Task statement
Render every line of the records below as a numbered list, leaving out blank lines.

== Data for this exercise ==

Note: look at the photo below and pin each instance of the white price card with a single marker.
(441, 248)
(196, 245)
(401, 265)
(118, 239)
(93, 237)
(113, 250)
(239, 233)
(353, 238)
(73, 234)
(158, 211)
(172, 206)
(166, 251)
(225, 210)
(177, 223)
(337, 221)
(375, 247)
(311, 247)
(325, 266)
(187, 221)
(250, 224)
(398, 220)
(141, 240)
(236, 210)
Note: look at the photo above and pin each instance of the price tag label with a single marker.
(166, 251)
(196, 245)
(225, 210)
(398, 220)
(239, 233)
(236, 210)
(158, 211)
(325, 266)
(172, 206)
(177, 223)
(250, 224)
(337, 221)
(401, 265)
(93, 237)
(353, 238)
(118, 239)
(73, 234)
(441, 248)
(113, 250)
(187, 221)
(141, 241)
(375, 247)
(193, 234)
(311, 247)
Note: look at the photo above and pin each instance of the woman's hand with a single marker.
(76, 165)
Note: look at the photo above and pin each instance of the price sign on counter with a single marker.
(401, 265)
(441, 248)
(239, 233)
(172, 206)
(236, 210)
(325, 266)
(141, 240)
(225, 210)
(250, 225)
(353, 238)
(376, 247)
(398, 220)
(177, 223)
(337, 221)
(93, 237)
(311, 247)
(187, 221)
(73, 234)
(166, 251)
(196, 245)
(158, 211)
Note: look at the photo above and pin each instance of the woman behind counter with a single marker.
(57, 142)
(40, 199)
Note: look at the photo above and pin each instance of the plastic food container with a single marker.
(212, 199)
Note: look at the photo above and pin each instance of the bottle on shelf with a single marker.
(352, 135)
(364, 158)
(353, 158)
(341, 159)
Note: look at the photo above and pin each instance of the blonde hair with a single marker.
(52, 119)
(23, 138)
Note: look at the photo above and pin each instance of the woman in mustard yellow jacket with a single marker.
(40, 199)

===

The result
1. Note: look at the photo below and pin each instance of the white price card with a single marker.
2. (441, 248)
3. (196, 245)
4. (401, 265)
5. (118, 239)
6. (93, 237)
7. (113, 250)
8. (239, 233)
9. (353, 238)
10. (73, 234)
11. (158, 211)
12. (172, 206)
13. (166, 251)
14. (225, 210)
15. (177, 223)
16. (337, 221)
17. (375, 247)
18. (311, 247)
19. (325, 266)
20. (187, 221)
21. (250, 224)
22. (398, 220)
23. (141, 240)
24. (236, 210)
25. Note: look at the photo above and pin each instance of the price tag label with a single marker.
26. (166, 251)
27. (196, 245)
28. (225, 210)
29. (398, 220)
30. (239, 233)
31. (236, 210)
32. (158, 211)
33. (325, 266)
34. (172, 206)
35. (177, 223)
36. (250, 224)
37. (337, 221)
38. (401, 265)
39. (93, 237)
40. (353, 238)
41. (118, 239)
42. (73, 234)
43. (441, 248)
44. (113, 250)
45. (187, 221)
46. (141, 241)
47. (375, 247)
48. (193, 234)
49. (311, 247)
50. Note: look at the photo above and pin each instance of the woman's hand with a single marker.
51. (76, 165)
52. Note: look at the photo above and pin each instance of the price sign on counter with a single marker.
53. (401, 265)
54. (441, 248)
55. (239, 233)
56. (172, 206)
57. (236, 210)
58. (325, 266)
59. (141, 240)
60. (225, 210)
61. (250, 225)
62. (353, 238)
63. (376, 247)
64. (398, 220)
65. (177, 223)
66. (337, 221)
67. (93, 237)
68. (311, 247)
69. (187, 221)
70. (73, 234)
71. (166, 251)
72. (196, 245)
73. (158, 211)
74. Note: look at the photo above and pin each instance of the woman behind counter with a single marker.
75. (57, 142)
76. (40, 199)
77. Note: look at the photo above and pin each instance of the plastic food container with a single marker.
78. (212, 199)
79. Note: look at the photo above and pin each instance of the bottle on shelf with a single marker.
80. (352, 135)
81. (364, 158)
82. (353, 158)
83. (341, 159)
84. Note: look at the photo above and pin each instance of the blonde hair with a single marker.
85. (52, 119)
86. (23, 138)
87. Note: look at the photo above and pin each instance of the woman in mustard yellow jacket with a single marker.
88. (40, 199)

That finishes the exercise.